简短题目 - 续写下面这篇谈信息时代反文化现象的节选,从它的最后一句之后接着写。

节选段落 -
--------

1998年,美国有位中学教师偶然发现一个学生正在复印制造炸弹的资料。该教师开始调查,其他学生说这个男孩是从万维网中下载的有关信息,并正在拼装炸弹。随后警察在他的抽屉中发现了一枚待引爆的炸弹,学校开除了这名学生。(注:摘自[美]《时代周刊》1999年5月3日第153卷17期“利特尔藤镇屠杀案特别报道”中JOHN CLOUD 的文章“学校能够做什么?”)或许这名学生再也无法踏入学校,或许那枚炸弹也早也清除,但男孩大脑里留下的拼装炸弹的知识呢?万维网上有关的信息是否停播了?这是最让人担忧的,也让主流社会感到深深的不安。
网上的反文化现象屡屡出现,就连法律授权的斯塔尔检察官和民选总统克林顿的行为同样让主流社会感到难堪,斯塔尔在互联网上发表的调查报告伤害了美国人民的自尊心。南思·吉伯斯在“我们就是陪审团”一文中写道:“当美国人民打开这份报告时,全国上下一片肃穆。在整整8个月中,我们亲眼目睹了大陪审团是如何工作的, 于是我们也成了陪审团。这样到了星期五,双方在令人窒息的开场辩论中,格斗者将两种核心价值观放在我们每个人面前:你选择隐私权还是道德心,前者是如此脆弱,后者又是那么卑微。”(注:参见《时代周刊》第152 卷12期,1998年9月21日出版,南思·吉伯斯(NANCY GIBBS)的文章:“我们就是陪审团(We.the Jury)”。)美国人民尽管能分清办公室里的总统和私生活里的总统不能用一个标准来衡量,但来自互联网的报告使他们分成三大集团,其一站在总统后面,其二站在斯塔尔一边,最后一种则对双方都感到失望:“肯尼史·斯塔尔和比尔·克林顿,猎人和猎物,一个挥舞着令人感到灼热的手电筒,另一个则摇晃着他那涂了油的雪茄;哪一个给百姓带来的困扰和麻烦更多一些?一个无责任的公诉人,利用司法制度赋予的全部力量不倦地探询私下的性行为;一个不可宽恕地规避法庭质询的总统,利用他办公室的全部权利只不过要达到阻碍司法的目的。”(注:参见《时代周刊》第152卷12期,1998年9月21日出版,南思·吉伯斯(NANCY GIBBS )的文章:“我们就是陪审团(We.the Jury)”。)行为有失检点耻于供认,偏有人细细道来大白于天下,社会中坚哀叹政客无情之余,莫不为互联网一朝成为“窥隐癖”的工具感到齿冷。
计算机拜物教也是信息时代一种反文化现象。它推崇这样一种观点:计算机具有某种神秘力量,人应该崇拜并屈服电脑。计算机拜物教具有以下特征和表现:无限扩大计算机的功能。在崇拜者眼中,计算机和上帝一样无所不能,这是因为对自己无法彻底掌握和理解的事物,产生了一种神秘感,不能用理性的眼光看待它,赋予它超越现实的性质。

--------

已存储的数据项
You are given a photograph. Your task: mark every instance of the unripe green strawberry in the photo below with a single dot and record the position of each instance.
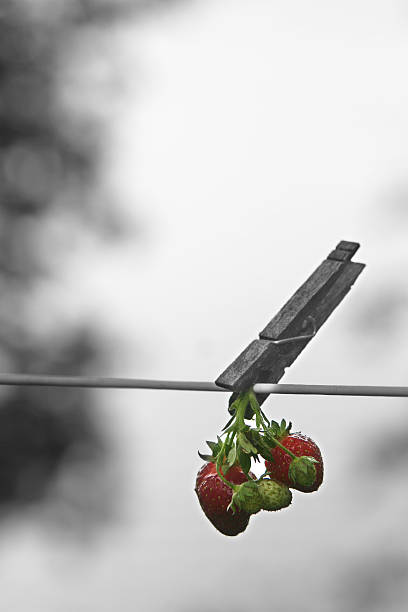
(247, 497)
(302, 472)
(274, 494)
(301, 446)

--------

回答 -
对信息社会的未来盲目乐观,缺乏足够的思想准备。许多人对计算机控制的社会充满宗教般的狂热,认为现代社会产生的许多弊端都会因技术发展而解决,而对计算机技术高速发展可能会带来一些社会和文化问题却视而不见,缺乏准备。
计算机和互联网决非万能,它们本身都需要完善和发展。如果人们盲目崇拜计算机和互联网,无意控制和管理,主流文化将会断层,整个社会都将为之付出代价。
最新的一类信息反文化即所谓的网络仇恨文化(virtual HateCulture),它是一种以恨作为主题的信息交流行为,在网页、 新闻组、清谈室,以及邮寄名单(mailing list)上经常可以发现网络仇恨文化的影子。美国一名研究仇恨文化的学者雷蒙(Rayomnd A.Franklin)说,网络上的仇恨文化现象,反映出人们不能包容不同文化、种族、宗教及兴趣的狭窄心胸。新加坡南大传播学院的蔡绍基博士说,仇恨文化一直都存在,现在开始延伸到互联网,他认为这基本上是一种社会心理问题。仇恨文化的根源来自宗教、政治和种族的偏见。政治、宗教的偏激言行在网上已屡见不鲜,比如早在空袭南联盟以前,西方人就在网络里大肆渲染这个地区的宗教矛盾,并故意夸大塞尔维亚人对阿尔巴尼亚人的袭击行为,致使仇恨的情绪在整个西方世界四处蔓延,西方人对有关“种族灭绝”的概念产生了非常恐怖的联想。
我们现在处于改革开放和经济一体化的时代,这个环境为社会的价值观念、社会的关注热点以及人们的行为方式突变准备了充分的条件。文化是一个新陈代谢十分活跃的机体,需要不断从外部世界和新的现实中吸取营养,调整传统记忆,滤除已经僵化的沉渣。网络作为工具,集中体现了现代文化更新的速度和广度;作为交锋的战场,敏锐地反映了文化群体各自的利益和追求。到网页上去培养观察比较和表达力,去锤炼想象力和创新精神,去学会严肃的思考,可能将成为文化转型期端正自己文化心态的一种重要方法。由此,我们有必要发展一种从“虚拟空间观照现实生活”的基本研究方法,从网页上发现把握文化互动的趋势和“格式”,这对我们扩大文化视野,随时调节自己对变化中的各文化体系的注意力,调整本民族文化发展的方向和节奏,都将功德无量。